▶ [Task]: Copy exactly the last part of the entries, starting from the line with "dishwasher in the photo above." and including the final line.

[Data supplied start]

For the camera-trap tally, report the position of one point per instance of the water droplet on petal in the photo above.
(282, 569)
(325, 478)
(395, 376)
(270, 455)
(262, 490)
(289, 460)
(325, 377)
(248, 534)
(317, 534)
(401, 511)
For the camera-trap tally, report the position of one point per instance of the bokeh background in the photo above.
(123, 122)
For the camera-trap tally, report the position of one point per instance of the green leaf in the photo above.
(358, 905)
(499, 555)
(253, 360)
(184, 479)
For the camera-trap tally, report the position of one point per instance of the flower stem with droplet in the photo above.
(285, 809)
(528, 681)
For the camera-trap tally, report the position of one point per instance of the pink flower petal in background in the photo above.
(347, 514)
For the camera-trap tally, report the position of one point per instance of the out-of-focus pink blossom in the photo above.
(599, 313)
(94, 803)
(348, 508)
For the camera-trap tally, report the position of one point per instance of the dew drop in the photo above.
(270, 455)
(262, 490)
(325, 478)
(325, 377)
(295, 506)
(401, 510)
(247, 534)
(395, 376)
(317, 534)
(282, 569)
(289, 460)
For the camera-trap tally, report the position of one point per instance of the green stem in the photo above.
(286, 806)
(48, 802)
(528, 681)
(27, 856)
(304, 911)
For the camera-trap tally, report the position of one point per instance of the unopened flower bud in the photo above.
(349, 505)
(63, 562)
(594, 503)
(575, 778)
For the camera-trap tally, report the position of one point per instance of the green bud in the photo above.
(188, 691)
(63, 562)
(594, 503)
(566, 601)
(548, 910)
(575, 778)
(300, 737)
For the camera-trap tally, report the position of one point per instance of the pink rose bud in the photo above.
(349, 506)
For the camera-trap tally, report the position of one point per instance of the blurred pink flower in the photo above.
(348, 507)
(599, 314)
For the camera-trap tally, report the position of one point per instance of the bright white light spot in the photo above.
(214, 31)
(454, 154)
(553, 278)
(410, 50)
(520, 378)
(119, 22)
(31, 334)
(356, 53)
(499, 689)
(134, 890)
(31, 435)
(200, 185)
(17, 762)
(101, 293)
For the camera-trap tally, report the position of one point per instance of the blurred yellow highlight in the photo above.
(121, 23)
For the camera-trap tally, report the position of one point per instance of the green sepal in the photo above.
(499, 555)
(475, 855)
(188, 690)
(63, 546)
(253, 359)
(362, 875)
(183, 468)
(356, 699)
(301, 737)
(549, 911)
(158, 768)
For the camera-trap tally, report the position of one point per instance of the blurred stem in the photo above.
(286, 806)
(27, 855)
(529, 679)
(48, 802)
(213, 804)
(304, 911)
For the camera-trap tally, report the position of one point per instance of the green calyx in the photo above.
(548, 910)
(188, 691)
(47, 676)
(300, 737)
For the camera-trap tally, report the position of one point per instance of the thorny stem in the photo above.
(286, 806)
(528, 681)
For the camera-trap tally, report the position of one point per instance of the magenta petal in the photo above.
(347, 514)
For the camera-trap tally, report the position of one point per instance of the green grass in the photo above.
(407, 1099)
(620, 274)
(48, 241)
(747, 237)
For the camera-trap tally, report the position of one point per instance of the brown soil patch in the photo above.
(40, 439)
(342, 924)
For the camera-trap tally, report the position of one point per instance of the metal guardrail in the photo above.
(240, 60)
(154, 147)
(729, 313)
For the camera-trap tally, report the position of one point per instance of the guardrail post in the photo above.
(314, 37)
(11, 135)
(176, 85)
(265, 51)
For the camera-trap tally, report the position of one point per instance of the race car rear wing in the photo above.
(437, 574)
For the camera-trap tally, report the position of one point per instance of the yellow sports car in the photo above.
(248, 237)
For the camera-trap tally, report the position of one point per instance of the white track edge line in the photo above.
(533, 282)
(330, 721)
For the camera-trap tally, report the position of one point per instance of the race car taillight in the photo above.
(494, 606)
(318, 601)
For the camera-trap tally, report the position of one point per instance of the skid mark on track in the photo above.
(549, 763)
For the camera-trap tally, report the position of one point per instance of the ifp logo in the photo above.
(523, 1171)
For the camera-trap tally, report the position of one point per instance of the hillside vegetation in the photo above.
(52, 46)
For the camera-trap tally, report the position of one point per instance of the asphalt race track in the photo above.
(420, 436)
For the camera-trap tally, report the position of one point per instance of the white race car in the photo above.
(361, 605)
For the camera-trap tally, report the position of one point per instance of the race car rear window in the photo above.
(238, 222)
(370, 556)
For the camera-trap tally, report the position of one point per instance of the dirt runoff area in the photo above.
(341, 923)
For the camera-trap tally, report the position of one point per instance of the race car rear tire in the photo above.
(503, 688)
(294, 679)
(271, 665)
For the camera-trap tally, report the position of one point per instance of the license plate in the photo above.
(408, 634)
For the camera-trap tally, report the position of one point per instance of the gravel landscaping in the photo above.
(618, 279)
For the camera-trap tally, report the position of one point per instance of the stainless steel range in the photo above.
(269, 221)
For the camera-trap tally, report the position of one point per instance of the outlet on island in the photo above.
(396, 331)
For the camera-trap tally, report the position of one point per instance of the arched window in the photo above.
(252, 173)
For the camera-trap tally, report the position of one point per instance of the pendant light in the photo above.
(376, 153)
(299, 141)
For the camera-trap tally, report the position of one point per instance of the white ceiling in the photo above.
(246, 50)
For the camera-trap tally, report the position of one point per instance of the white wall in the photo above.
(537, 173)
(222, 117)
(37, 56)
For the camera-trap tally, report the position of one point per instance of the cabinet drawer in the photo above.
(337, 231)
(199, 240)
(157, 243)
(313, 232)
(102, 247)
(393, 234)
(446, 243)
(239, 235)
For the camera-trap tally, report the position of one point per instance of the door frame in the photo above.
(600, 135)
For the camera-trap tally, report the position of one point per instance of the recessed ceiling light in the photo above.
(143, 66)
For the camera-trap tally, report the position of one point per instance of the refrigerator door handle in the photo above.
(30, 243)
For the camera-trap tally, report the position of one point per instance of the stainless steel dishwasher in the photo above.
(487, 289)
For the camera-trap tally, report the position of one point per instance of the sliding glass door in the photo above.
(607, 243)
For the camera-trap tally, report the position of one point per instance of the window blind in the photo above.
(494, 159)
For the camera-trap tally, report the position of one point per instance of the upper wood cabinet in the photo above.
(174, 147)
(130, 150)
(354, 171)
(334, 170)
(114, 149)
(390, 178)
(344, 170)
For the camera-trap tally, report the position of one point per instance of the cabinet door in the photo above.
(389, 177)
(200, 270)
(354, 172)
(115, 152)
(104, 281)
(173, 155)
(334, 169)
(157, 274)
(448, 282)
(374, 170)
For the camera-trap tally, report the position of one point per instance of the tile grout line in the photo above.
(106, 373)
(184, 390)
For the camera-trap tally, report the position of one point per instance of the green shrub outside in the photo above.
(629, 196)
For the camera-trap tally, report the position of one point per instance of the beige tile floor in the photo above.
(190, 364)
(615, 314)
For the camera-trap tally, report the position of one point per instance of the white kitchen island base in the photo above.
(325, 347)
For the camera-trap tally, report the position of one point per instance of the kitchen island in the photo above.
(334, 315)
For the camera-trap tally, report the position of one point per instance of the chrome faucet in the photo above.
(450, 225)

[Data supplied end]

▶ [Solution for this exercise]:
For the camera-trap tally, report the position of one point per instance of the stainless steel dishwasher in the photo above.
(487, 289)
For the camera-trap tally, report the position of one point per instance of the sliding glass door in the photo above.
(607, 243)
For the camera-trap tally, report the position of one point per instance of the window blind in the photo above.
(494, 159)
For the camera-trap tally, report the position of one point per instance of the upper wood cabinet in the photo above.
(174, 147)
(130, 150)
(354, 171)
(334, 170)
(114, 149)
(390, 178)
(344, 170)
For the camera-trap tally, report the position of one point per instance of the cabinet door in the photo above.
(389, 177)
(200, 270)
(354, 172)
(115, 152)
(104, 281)
(173, 155)
(334, 169)
(157, 274)
(448, 282)
(374, 170)
For the camera-trap tally, report the position of one point per instance of the tile grout line in the photo above.
(106, 373)
(184, 390)
For the camera-trap tally, report the position of one point per instance of the green shrub outside in the photo above.
(629, 196)
For the camera-trap tally, report the position of one point per instance of the beige tile floor in the photo above.
(190, 364)
(615, 314)
For the camera-trap tally, report the position of one point per instance of the white kitchen island base in the photo above.
(325, 347)
For the camera-trap tally, report the position of one point per instance of the kitchen island in the photo above.
(334, 315)
For the camera-trap tally, report the position of one point per instance of the chrome faucet in the photo above.
(450, 225)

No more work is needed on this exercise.